-- Dataset records --
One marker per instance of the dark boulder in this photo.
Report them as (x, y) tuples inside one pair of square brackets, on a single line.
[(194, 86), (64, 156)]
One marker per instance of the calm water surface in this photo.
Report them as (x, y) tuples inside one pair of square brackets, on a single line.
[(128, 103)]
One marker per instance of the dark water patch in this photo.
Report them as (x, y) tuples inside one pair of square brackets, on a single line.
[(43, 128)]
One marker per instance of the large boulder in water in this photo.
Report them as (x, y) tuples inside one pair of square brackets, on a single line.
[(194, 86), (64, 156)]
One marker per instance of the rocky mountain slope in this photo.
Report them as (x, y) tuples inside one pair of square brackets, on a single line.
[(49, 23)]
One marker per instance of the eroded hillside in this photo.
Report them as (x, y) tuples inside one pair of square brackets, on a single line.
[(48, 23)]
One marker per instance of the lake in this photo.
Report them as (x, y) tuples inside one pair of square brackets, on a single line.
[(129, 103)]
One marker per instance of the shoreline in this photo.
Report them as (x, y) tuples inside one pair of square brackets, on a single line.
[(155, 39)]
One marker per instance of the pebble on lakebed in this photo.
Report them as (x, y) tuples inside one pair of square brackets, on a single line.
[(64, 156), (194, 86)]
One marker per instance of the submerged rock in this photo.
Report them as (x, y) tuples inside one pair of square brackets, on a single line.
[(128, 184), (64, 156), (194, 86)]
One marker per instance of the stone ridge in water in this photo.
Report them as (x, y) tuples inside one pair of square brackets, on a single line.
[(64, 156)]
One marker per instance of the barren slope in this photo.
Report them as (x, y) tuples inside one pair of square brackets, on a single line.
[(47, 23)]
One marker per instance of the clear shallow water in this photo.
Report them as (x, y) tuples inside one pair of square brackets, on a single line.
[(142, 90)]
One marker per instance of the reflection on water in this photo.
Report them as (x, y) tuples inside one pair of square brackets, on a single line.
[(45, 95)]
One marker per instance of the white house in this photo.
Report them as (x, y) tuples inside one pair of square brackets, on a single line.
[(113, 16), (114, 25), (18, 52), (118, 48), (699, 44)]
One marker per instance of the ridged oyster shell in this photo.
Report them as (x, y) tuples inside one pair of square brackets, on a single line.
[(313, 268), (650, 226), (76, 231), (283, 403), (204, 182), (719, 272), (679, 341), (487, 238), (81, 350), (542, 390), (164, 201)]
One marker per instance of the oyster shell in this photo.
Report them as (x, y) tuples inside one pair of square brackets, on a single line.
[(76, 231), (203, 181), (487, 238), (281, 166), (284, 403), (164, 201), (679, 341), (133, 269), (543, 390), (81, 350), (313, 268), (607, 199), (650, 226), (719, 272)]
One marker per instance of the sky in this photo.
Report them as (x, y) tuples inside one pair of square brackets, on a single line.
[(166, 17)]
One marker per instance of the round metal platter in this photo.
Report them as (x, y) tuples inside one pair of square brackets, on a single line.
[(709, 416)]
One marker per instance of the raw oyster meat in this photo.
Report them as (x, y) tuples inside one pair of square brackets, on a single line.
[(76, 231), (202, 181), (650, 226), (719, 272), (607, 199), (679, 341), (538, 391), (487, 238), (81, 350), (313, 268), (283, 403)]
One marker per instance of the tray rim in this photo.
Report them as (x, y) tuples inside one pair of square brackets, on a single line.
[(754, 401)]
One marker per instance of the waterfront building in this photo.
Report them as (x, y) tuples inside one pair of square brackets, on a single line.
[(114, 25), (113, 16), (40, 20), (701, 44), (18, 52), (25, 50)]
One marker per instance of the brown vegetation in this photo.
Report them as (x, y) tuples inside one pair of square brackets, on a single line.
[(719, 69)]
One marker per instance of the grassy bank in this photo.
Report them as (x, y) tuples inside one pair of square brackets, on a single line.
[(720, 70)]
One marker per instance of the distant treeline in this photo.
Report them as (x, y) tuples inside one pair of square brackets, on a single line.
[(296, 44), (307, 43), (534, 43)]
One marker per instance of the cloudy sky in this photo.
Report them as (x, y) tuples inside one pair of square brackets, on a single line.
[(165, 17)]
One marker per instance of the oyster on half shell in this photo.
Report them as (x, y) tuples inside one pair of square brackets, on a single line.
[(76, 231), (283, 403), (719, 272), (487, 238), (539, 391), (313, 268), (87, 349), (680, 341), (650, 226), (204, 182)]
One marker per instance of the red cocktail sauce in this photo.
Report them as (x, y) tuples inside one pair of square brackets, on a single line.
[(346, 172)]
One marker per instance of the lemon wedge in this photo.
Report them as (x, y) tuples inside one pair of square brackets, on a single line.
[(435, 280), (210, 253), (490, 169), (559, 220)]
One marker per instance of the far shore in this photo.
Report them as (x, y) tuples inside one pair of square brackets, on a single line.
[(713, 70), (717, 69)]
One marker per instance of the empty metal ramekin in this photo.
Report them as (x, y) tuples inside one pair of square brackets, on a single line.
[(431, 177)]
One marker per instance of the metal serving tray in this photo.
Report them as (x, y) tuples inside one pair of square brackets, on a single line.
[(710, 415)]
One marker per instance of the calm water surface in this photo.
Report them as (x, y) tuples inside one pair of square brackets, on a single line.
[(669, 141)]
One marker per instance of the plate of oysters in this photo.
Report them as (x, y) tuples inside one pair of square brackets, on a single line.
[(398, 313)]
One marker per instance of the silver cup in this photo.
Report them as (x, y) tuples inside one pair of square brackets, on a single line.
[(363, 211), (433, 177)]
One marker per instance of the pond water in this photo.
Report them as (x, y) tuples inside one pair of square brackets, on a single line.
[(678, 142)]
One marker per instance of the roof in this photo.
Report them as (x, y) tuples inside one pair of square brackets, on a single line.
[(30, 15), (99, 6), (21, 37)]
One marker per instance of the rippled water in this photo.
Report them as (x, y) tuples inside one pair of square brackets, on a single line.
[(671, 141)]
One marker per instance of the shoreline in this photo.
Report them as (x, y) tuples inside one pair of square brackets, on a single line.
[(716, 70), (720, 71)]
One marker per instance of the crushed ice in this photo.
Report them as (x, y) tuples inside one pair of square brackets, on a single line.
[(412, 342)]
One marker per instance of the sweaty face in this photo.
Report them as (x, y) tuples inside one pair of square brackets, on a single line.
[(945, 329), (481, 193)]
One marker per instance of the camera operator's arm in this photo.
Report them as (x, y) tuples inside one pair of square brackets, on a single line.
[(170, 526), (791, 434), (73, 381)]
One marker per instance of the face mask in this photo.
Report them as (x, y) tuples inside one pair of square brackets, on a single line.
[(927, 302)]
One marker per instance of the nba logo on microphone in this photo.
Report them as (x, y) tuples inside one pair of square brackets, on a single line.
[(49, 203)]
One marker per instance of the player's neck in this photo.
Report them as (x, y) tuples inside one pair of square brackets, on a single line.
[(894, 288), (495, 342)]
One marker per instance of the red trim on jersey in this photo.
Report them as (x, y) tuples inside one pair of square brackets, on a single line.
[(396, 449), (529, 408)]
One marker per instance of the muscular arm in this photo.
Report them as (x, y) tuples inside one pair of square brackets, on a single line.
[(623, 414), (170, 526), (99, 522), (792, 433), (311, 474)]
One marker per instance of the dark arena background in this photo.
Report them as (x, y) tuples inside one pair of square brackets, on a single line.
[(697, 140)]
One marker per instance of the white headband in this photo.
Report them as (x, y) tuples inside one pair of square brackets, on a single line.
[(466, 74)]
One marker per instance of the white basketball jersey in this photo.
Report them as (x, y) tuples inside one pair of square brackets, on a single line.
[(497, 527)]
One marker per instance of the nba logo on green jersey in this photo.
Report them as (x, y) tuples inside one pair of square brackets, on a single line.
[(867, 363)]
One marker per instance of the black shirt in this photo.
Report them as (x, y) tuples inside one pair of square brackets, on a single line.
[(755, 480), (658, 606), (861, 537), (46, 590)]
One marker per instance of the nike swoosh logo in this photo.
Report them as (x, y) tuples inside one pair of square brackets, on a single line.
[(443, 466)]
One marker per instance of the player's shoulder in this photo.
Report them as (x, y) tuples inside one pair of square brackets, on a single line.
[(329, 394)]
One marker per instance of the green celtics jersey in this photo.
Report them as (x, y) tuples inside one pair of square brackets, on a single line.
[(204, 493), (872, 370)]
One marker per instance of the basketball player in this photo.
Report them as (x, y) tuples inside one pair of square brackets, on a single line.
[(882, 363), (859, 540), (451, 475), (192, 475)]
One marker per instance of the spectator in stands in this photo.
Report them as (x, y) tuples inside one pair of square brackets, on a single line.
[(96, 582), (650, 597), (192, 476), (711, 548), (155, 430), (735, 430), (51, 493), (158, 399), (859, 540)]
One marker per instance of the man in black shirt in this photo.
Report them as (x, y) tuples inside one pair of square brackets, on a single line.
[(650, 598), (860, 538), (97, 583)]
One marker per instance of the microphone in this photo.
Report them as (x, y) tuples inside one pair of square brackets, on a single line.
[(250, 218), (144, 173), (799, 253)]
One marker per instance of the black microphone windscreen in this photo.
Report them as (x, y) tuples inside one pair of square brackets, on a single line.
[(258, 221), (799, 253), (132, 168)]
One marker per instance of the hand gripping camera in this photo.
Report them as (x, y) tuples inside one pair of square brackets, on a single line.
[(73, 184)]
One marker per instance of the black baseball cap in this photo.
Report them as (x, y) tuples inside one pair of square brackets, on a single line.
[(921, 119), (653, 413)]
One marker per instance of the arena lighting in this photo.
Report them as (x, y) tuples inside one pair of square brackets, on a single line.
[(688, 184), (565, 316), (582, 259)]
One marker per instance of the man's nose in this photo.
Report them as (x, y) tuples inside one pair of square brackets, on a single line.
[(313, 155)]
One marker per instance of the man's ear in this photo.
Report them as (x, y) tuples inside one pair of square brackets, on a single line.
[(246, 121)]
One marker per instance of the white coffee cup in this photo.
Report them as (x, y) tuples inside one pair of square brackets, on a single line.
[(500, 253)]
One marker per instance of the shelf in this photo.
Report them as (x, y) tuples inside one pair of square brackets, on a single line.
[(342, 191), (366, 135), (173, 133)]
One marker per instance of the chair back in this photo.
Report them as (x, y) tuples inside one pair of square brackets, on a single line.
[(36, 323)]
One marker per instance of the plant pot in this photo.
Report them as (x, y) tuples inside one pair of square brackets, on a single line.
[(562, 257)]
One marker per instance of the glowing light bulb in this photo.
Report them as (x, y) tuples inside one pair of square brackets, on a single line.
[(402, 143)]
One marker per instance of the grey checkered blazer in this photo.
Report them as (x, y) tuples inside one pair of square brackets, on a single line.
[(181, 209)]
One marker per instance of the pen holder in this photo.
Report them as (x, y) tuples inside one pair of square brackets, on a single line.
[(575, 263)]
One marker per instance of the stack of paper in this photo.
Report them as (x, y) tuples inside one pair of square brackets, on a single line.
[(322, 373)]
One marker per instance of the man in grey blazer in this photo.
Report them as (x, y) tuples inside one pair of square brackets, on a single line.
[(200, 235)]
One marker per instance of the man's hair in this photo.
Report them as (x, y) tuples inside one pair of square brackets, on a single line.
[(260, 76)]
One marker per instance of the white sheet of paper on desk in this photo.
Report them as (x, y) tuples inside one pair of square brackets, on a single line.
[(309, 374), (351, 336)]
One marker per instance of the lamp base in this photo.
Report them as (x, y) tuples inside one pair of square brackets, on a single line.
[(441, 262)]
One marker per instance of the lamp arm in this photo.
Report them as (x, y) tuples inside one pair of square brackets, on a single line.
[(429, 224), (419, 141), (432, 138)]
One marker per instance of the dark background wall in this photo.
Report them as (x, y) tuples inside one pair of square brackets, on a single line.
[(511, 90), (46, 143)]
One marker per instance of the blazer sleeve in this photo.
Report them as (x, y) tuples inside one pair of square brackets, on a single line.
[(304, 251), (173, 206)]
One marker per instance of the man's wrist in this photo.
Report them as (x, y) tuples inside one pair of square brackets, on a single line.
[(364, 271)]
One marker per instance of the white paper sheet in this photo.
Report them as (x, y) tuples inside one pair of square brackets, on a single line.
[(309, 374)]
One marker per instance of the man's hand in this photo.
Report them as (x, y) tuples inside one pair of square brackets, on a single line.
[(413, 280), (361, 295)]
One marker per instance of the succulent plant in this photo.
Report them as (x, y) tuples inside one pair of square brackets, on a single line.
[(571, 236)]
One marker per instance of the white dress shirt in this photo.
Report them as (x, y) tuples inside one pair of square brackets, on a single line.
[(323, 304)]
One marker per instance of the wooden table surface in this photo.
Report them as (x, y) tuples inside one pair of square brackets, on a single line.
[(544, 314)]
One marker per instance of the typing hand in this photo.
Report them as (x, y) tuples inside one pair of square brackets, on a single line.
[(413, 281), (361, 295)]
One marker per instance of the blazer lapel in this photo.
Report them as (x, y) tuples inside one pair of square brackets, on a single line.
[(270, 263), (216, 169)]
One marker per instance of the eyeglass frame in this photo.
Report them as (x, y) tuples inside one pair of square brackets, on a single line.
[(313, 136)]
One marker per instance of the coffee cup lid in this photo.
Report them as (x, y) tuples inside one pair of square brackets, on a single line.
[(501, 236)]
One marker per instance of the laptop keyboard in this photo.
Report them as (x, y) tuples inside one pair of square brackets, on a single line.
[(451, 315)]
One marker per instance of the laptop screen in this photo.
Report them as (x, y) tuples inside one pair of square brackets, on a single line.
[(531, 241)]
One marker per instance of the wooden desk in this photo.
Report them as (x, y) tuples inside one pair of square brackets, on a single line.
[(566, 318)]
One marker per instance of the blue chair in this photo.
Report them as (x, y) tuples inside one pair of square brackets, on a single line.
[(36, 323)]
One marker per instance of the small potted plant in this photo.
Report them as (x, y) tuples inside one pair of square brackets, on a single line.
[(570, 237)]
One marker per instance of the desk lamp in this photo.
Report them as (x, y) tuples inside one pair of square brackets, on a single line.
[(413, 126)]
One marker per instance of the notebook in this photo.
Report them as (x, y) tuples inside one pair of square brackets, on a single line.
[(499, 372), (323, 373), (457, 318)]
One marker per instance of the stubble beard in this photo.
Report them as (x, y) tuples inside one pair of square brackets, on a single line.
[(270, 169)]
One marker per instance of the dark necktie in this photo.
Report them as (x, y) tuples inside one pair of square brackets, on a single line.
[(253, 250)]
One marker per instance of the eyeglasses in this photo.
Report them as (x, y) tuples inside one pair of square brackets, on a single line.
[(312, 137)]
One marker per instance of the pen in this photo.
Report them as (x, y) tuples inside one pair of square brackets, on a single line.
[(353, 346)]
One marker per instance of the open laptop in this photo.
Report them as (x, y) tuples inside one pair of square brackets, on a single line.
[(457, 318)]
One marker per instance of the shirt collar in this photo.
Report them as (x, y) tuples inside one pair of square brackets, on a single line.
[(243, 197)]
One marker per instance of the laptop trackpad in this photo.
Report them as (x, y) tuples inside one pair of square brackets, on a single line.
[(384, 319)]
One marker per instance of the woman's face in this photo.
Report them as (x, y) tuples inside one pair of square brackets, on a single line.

-- Directions for this task --
Copy out the lines from the one containing "One marker per instance of the empty" through the one containing "[(710, 415)]", inclusive, reproducing each line unchanged.

-- Solution to this problem --
One marker per instance of the empty metal ramekin in this photo.
Report them as (x, y) tuples inside one pair of square brackets, on a single line.
[(431, 177)]
One marker per instance of the metal serving tray in this photo.
Report them as (x, y) tuples inside one pair of square brackets, on a single line.
[(710, 415)]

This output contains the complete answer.